Answer these from the SAP AI excerpt:
(a) What two exclusive metrics for model performance does the APL library include?
(b) What tool provides a user-friendly interface to deploy and manage LLMs?
(c) Into which four steps does the author initially separate the AI Pipeline?

### Supplied passage
+ + + + +

SAP HANA Cloud multi-model database enables artificial intelligence scenarios to take advantage of its diverse features. Both Calculation View and Smart Data Integration Flowgraphs play a vital role in Data modeling, offering the flexibility of pure SQL and SQL Script data manipulation.
Datasphere is the other star product. Datasphere powerful data modeling features cloud-based data integrated from diverse sources, both structured and unstructured. Data engineers can combine, clean and prepare data using graphical views, tables, relationship models, SQL views, analytical models, data flows, and more. Then business users create semantic models on top of data objects.
Data Evaluation
The nature of SAP data will reside on HANA or HANA Cloud, so due to the fact that SAP HANA’s integrated artificial intelligence is based on industry norms, the applied algorithms deliver all the conventional metrics needed to assess the performance of the artificial intelligence model, as one would expect from any library. These metrics are typically generated by default during training, cross-validation, or score function runs and are included in the standard output.
The APL library also includes two exclusive metrics for model performance, Predictive Power and Prediction Confidence, which are intended to provide business users with a more intuitive understanding of model performance. Of course, all generated metrics can be natively accessed through the machine learning clients for Python and R.
For non-SAP generated data, SAP Datasphere offers powerful features for evaluation. Integrating diverse data sources, both SAP and non-SAP, structured and unstructured, helps data engineers to combine, clean, transform and link data using graphical tools, SQL, and data flows. Then business users create semantic models on top of Data Builder objects. Advanced analytics capabilities like data mining, machine learning, and predictive analysis help discover insights from the integrated data.
Data Deployment
AI Deployment in SAP is moving really fast. SAP AI Core and Generative AI Hub offer powerful features for deploying large language models (LLMs) which is capturing a lot of attention due to its inmense possiblities.
Through BTP, we access to a wide range of LLMs from different providers, including open-source models and proxies for GPT, Google, and Amazon models. It is easy and well documented the deployment of local LLM proxies by creating a configuration specifying the model name and version. Deploying embedding models for retrieval augmented generation (RAG) use cases took blogs and webinars in the past weeks, while integration with SAP AI Launchpad provides a user-friendly interface to deploy and manage LLMs.
Conclusion
In this blogpost I present a set of notes and diagrams I have been building for my personal use over the last weeks and months. I initially separate the AI Pipeline in four steps, the Source, the Ingestion, the Training and the Service. Then I spare the deployment of AI technologies in four groups; Preparation, Modeling, Evaluation and Deployment. All the categories are grouped around mostly 6 key Products or BTP Services around it, trying to simplify the terms.

+ + + + +

### Material shown
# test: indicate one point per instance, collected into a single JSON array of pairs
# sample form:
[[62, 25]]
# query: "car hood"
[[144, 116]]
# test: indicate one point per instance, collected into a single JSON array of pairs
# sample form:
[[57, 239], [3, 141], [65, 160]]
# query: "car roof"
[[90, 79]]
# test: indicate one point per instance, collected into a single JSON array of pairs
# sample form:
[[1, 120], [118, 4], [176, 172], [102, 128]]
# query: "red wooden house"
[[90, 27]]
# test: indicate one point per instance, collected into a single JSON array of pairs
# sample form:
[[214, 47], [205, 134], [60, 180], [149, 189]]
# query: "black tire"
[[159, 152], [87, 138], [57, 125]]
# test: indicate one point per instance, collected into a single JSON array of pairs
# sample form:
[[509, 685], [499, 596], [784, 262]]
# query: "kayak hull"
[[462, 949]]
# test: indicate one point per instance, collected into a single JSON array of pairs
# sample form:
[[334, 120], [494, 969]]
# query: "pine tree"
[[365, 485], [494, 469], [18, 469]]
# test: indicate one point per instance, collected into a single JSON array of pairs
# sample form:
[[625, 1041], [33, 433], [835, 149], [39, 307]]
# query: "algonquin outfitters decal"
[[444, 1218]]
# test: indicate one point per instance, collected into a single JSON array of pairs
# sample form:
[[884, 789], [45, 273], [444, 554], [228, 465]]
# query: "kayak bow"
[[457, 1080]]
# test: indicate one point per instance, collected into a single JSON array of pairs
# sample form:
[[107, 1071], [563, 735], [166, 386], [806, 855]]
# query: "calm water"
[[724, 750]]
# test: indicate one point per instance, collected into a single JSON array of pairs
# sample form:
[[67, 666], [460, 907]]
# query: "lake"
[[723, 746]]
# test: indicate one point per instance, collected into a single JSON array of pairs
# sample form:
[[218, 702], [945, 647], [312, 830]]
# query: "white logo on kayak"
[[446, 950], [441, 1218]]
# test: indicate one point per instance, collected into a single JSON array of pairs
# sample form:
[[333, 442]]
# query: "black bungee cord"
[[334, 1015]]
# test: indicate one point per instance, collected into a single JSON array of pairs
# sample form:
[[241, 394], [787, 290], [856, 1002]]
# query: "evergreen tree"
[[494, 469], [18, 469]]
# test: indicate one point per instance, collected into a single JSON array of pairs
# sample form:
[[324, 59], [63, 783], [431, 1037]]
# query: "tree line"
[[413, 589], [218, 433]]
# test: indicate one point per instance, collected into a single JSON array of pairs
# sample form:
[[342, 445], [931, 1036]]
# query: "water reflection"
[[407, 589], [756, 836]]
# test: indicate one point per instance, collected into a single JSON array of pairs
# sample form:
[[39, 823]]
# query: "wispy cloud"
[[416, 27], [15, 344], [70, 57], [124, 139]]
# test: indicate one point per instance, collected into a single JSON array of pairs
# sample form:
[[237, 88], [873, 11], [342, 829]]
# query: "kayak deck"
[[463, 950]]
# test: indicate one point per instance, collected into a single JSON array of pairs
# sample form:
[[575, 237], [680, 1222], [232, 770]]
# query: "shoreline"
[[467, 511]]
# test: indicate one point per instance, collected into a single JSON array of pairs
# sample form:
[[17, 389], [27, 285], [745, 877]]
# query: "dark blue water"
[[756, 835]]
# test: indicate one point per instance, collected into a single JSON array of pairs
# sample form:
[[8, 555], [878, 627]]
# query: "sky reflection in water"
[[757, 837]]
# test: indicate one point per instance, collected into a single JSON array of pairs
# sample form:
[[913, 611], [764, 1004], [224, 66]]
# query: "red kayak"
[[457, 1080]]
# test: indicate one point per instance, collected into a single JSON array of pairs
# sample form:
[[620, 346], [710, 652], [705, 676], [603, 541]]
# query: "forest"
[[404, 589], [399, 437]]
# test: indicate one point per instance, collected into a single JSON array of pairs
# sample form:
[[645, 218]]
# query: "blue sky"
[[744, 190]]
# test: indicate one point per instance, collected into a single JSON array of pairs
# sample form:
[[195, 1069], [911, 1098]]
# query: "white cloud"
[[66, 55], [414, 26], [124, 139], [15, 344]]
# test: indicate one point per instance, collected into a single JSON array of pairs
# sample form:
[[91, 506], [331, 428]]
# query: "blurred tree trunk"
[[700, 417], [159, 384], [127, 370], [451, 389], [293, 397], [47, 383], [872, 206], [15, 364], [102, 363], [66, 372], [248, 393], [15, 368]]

+ + + + +

### Output below
(a) Predictive Power and Prediction Confidence.
(b) SAP AI Launchpad.
(c) The Source, the Ingestion, the Training and the Service.